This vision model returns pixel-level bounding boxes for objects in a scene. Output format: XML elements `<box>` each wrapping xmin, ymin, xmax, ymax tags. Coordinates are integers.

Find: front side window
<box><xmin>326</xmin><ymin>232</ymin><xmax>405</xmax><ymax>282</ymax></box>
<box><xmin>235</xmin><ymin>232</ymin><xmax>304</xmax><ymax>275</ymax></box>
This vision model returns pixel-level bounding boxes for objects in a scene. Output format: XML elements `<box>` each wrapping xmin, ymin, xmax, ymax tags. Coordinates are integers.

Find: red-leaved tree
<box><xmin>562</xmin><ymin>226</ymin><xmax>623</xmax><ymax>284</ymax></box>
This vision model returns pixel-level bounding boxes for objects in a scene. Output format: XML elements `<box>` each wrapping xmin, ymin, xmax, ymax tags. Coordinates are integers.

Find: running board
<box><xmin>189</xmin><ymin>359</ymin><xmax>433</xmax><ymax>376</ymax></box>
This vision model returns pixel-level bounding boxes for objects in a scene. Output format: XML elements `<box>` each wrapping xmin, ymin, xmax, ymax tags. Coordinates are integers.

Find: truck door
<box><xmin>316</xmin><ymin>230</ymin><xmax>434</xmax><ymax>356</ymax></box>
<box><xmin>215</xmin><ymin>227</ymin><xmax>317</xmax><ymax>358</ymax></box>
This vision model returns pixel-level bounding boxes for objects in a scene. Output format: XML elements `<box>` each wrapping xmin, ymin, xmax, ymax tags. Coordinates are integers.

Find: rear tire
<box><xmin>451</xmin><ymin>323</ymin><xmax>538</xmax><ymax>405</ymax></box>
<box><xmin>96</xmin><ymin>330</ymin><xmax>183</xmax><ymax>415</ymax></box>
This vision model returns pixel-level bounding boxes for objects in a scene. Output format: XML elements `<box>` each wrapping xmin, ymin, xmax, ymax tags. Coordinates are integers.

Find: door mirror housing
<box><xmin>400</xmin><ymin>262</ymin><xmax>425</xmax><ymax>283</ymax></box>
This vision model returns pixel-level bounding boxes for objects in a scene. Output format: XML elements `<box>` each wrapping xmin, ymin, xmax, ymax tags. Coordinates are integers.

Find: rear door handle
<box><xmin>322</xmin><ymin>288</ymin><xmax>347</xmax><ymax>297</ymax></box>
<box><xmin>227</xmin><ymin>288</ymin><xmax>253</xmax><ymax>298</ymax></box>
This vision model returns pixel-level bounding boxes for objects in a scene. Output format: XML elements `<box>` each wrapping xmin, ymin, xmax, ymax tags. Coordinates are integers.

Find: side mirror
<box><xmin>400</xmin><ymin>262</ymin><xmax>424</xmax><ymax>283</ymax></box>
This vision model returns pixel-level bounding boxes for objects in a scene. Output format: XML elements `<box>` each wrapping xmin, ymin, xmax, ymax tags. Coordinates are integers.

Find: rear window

============

Locate each line in the material above that contains the string "rear", and copy every such line. Case counts.

## Output for this exercise:
Find: rear tire
Find: rear door handle
Find: rear window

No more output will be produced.